PROBLEM DETAILS -> This task is to restate all of the entries exactly.

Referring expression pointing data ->

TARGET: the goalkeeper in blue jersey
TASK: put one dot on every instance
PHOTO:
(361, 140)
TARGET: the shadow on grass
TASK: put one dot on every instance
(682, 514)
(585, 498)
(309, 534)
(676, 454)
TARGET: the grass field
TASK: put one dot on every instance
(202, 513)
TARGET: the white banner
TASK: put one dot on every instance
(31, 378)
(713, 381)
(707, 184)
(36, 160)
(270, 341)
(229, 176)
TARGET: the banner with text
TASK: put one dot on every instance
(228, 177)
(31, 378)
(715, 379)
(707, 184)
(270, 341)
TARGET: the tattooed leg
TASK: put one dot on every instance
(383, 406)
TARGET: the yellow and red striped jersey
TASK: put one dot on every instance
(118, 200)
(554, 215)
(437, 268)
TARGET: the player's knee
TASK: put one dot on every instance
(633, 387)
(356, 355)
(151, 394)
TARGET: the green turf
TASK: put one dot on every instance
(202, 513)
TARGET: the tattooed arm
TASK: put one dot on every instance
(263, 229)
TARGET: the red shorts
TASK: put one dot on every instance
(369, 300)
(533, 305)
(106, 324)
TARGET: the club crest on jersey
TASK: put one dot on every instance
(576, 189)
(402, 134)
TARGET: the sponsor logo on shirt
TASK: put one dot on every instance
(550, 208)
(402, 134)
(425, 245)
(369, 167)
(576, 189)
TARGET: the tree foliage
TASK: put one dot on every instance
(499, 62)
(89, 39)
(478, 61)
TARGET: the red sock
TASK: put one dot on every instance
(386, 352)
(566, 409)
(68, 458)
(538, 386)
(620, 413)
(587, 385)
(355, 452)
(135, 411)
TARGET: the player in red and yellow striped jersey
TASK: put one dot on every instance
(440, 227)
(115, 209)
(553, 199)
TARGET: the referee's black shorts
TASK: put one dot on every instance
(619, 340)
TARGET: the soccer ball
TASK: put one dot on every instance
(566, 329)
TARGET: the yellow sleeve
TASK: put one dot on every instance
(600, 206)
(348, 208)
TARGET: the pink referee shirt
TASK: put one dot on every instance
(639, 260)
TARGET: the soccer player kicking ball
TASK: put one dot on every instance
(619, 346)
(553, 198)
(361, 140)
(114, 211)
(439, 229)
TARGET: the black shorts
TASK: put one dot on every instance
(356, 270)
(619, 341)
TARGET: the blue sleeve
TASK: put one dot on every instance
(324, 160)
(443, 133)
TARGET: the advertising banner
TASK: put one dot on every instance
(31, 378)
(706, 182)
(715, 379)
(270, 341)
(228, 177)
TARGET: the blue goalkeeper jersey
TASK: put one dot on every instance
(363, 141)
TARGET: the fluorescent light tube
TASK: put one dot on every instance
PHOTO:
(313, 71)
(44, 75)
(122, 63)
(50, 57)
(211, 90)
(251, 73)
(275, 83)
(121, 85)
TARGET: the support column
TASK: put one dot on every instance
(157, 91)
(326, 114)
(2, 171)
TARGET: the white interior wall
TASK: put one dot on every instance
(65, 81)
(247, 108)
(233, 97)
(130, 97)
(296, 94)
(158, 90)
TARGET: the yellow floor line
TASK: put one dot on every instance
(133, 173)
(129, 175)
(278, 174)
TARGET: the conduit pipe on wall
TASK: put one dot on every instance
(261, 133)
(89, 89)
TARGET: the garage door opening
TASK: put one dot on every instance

SOLUTION TO THIS TASK ->
TARGET: the goalkeeper in blue jersey
TASK: put one dot on every instance
PHOTO:
(361, 140)
TARGET: the shadow on grass
TASK: put one dot on every instance
(682, 514)
(585, 498)
(309, 534)
(676, 454)
TARGET: the grass field
TASK: put one dot on every instance
(202, 513)
TARGET: the white banner
TASK: put one dot on every instance
(31, 378)
(713, 381)
(707, 184)
(36, 160)
(270, 341)
(229, 176)
TARGET: the banner with text
TASK: put one dot on every instance
(228, 177)
(31, 378)
(715, 379)
(707, 184)
(270, 341)
TARGET: the tattooed leg
TASK: put one dot on every instance
(383, 406)
TARGET: the yellow and red striped jersey
TASK: put one dot on every instance
(118, 200)
(554, 215)
(437, 268)
TARGET: the player's knee
TASK: put one dot on every instance
(633, 387)
(356, 355)
(151, 394)
TARGET: the green turf
TASK: put one dot on every instance
(202, 513)
TARGET: the tattooed arm
TASK: put one dot on every instance
(263, 229)
TARGET: the red shorts
TASK: put one dot on every instance
(369, 300)
(533, 305)
(106, 324)
TARGET: the club crest on jersey
TASK: put one dot on every instance
(576, 189)
(402, 134)
TARGET: the sponsor logo on shirt
TASK: put one dot on every instance
(550, 208)
(402, 134)
(425, 245)
(369, 167)
(576, 189)
TARGET: the tree foliage
TASK: put one dot on every instance
(499, 62)
(89, 39)
(478, 61)
TARGET: the red sock
TASK: put one dot on every instance
(386, 352)
(566, 409)
(68, 458)
(538, 386)
(620, 413)
(587, 385)
(355, 452)
(135, 411)
TARGET: the player in red and yellow striped jersey
TASK: put one dot on every instance
(440, 227)
(115, 209)
(553, 199)
TARGET: the referee's black shorts
TASK: put one dot on every instance
(619, 340)
TARGET: the soccer ball
TASK: put one dot on every instance
(566, 329)
TARGET: the yellow sleeve
TASK: put one dot on every instance
(600, 206)
(348, 208)
TARGET: the pink referee shirt
TASK: put one dot on every instance
(639, 260)
TARGET: the soccer player kicking ball
TASK: put one dot on every instance
(619, 346)
(553, 198)
(361, 140)
(114, 211)
(439, 229)
TARGET: the black shorts
TASK: put one dot on every instance
(356, 270)
(619, 341)
TARGET: the blue sleeve
TASK: put one dot on every instance
(324, 160)
(443, 133)
TARGET: the advertising banner
TASK: put one dot on every instance
(31, 378)
(706, 182)
(715, 379)
(270, 341)
(228, 177)
TARGET: the blue goalkeeper jersey
TASK: put one dot on every instance
(363, 141)
TARGET: the fluorescent light tube
TASK: put one dot on every instance
PHOTO:
(313, 71)
(44, 75)
(122, 63)
(50, 57)
(211, 90)
(251, 73)
(275, 83)
(121, 85)
TARGET: the support column
TASK: put one dot on every instance
(157, 91)
(326, 114)
(2, 171)
TARGET: the white interior wall
TASK: put one dot on every instance
(65, 81)
(247, 108)
(233, 97)
(130, 97)
(296, 94)
(158, 90)
TARGET: the yellow floor line
TASK: put one dot on every instance
(133, 173)
(129, 175)
(278, 174)
TARGET: the conduit pipe on wall
TASK: put one dot on every instance
(261, 133)
(89, 89)
TARGET: the garage door opening
TASK: put one dot on every instance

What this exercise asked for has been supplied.